Saved entries
-- START --

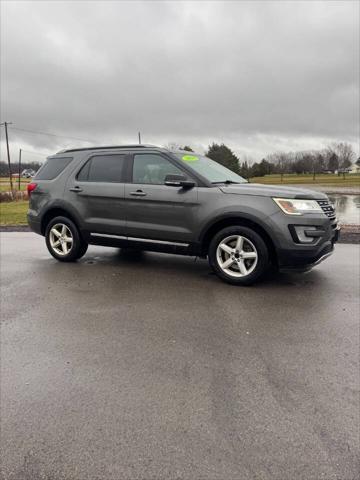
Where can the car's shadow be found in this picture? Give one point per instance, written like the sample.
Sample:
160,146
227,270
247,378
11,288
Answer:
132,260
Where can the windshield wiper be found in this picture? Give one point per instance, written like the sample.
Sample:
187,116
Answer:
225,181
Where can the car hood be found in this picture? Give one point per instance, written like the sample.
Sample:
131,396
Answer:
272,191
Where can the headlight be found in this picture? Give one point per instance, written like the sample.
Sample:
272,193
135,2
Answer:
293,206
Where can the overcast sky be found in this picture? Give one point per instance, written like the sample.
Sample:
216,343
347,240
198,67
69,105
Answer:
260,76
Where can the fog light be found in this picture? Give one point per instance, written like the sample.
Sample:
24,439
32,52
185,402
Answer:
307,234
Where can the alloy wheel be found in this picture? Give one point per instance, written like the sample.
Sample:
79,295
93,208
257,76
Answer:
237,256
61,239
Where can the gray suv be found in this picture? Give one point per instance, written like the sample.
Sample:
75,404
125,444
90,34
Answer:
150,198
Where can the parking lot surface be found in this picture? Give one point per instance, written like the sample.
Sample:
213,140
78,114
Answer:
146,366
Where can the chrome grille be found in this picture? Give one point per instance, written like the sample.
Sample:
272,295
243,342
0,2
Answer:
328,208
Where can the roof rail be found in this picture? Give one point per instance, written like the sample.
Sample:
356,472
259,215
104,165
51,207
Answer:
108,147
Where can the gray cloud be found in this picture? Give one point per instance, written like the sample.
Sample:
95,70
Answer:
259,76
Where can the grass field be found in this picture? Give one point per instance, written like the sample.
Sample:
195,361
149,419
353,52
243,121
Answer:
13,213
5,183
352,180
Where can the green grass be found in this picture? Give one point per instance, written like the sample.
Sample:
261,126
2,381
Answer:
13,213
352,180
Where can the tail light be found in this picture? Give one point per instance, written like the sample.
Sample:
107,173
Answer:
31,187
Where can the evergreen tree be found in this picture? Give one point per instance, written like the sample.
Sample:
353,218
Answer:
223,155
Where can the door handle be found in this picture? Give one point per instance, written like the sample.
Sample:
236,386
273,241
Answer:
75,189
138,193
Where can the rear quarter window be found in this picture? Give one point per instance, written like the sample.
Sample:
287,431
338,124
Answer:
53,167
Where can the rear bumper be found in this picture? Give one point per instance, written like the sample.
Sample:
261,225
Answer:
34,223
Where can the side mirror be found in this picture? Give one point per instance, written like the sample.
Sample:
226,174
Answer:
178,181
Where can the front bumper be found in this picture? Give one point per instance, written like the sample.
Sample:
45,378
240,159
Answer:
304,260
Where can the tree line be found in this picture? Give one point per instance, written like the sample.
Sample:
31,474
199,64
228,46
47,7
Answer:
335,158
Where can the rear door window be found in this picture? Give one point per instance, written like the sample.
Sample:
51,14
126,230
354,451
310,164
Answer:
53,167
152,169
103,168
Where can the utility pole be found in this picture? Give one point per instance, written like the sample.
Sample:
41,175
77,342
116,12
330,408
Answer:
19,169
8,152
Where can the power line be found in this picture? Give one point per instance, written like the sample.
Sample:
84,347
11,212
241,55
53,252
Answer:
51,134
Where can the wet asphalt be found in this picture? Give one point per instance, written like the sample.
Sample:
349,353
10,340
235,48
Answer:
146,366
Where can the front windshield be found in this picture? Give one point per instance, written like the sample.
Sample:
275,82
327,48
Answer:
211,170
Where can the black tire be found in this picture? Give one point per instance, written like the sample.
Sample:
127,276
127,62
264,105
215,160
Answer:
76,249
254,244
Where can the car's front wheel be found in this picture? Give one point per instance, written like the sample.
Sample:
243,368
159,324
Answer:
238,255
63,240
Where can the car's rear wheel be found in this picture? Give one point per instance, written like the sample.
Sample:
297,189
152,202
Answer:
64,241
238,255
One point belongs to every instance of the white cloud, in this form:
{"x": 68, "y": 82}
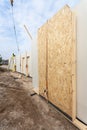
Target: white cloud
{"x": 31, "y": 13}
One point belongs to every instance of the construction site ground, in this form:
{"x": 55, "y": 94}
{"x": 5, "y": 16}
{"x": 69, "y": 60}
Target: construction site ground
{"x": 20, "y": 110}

-- END --

◆ Work to do ◆
Leave the images out, please, and restate each line word for word.

◆ Right answer ◆
Where can the car's shadow be found in this picture? Give one point per instance, written like the sample.
Sample:
160,146
227,270
247,378
11,288
Answer:
132,260
Where can the windshield wiper be found in this picture? Give one point per instance, written like the sample.
Sample:
187,116
Answer:
225,181
Where can the car hood be found in this picture? Give one point per instance, written like the sample.
Sample:
131,396
Answer:
272,191
Where can the headlight be found in this picture? Give one point per instance, written like the sample.
Sample:
272,193
135,2
Answer:
293,206
Where can the overcast sky be found in this picture? Give one point per instance, written like the sample.
Sample:
216,343
347,240
198,67
69,105
Answer:
260,76
Where can the fog light be found in this picture? Give one point per instance, written like the sample.
Sample:
24,439
32,52
185,402
Answer:
307,234
Where can the alloy wheel be found in this picture? Give one point per instance, written like the sample.
Sample:
79,295
93,208
257,76
Answer:
237,256
61,239
Where can the gray suv be found in this picture? Give one point per instance, written like the sample.
Sample:
75,404
125,444
90,34
Answer:
150,198
Where can the parking lot surface be found in this picture? Give one point per instance, written like the sample.
Sample:
213,140
78,114
Answer:
146,366
Where can the chrome grille be found in this picture? Give one point per instance, written like the sample.
Sample:
272,295
243,342
0,2
Answer:
328,208
Where can the roof rail be found in this picture? Give one point per instance, written like the sample.
Sample:
356,472
259,215
104,165
51,207
Answer:
108,147
Where can the gray cloud be found in this picture? Give one point per instance, written like the sample.
Sample:
95,70
Answer:
259,76
Where can the grass field be found in this picture? Give one point per instance, written like the sample.
Sample:
195,361
149,419
353,52
243,121
Answer:
13,213
5,183
352,180
Where can the green grass be found in this picture? Give one point per instance, written like the sample.
Sample:
261,126
2,381
Answer:
13,213
352,180
Where can the tail light be found in this picture? Give one point per instance, written like the sample.
Sample:
107,173
Answer:
31,187
Where can the evergreen tree be found in this picture? Give one point per instance, written like the sample.
Sample:
353,218
Answer:
223,155
Where can the door handle be found in this picture? Give one point per instance, written like the sample.
Sample:
236,386
273,241
Answer:
75,189
138,193
Where can the rear quarter window be found in this picture? Give one point per instance, written like the sample.
Sample:
287,431
338,124
Answer:
53,167
Where can the rear bumper be found in this picture? Give one point per instance, written like the sample.
Sample:
261,225
Answer:
34,223
Where can the side mirror be found in this picture? Give one point per instance, written like the sample.
Sample:
226,174
Answer:
178,181
Where can the front bumper be found in this picture? Give one point per instance, written like the sample.
Sample:
45,378
240,159
Answer:
304,260
Where can the tree line be found in this picture? Give one point per instance, written like the sample.
Sample:
31,474
199,64
228,46
47,7
Answer:
335,158
Where can the rear door window be found in this picture? Give one point per instance, written like the sample.
Sample:
51,14
126,230
354,451
310,164
Answer:
53,167
152,169
103,168
Where can the utility pole be found in this picture? Give one point per instance, written like the sample.
Sample:
41,175
77,342
116,12
330,408
Answer:
19,169
8,152
Where can the power line be found in this picture? Give one point per instance, written like the sample.
Sample:
84,347
11,212
241,55
53,252
Answer:
51,134
Where can the wet asphalt be found in this picture? Give one point per instance, written like the sample.
Sample:
349,353
10,340
235,48
Answer:
146,366
Where can the front windshield be found in this picture? Give one point per instance, written like the sample.
Sample:
275,82
327,48
Answer:
211,170
Where can the black tire be found in this picture? Give one point per instance, written like the sample.
Sample:
127,276
127,62
264,105
215,160
Answer:
76,249
254,244
Where can the car's front wheel be found in this picture? Give one point per instance, written like the sample.
Sample:
243,368
159,324
Answer:
238,255
63,240
Where can the car's rear wheel be found in this picture? Give one point per instance, written like the sample.
Sample:
297,189
152,202
Answer:
64,241
238,255
One point belongs to every instance of the white cloud, in this form:
{"x": 68, "y": 82}
Target: white cloud
{"x": 31, "y": 13}
One point belongs to every instance of the construction site ground, in this form:
{"x": 55, "y": 94}
{"x": 5, "y": 16}
{"x": 69, "y": 60}
Target: construction site ground
{"x": 20, "y": 110}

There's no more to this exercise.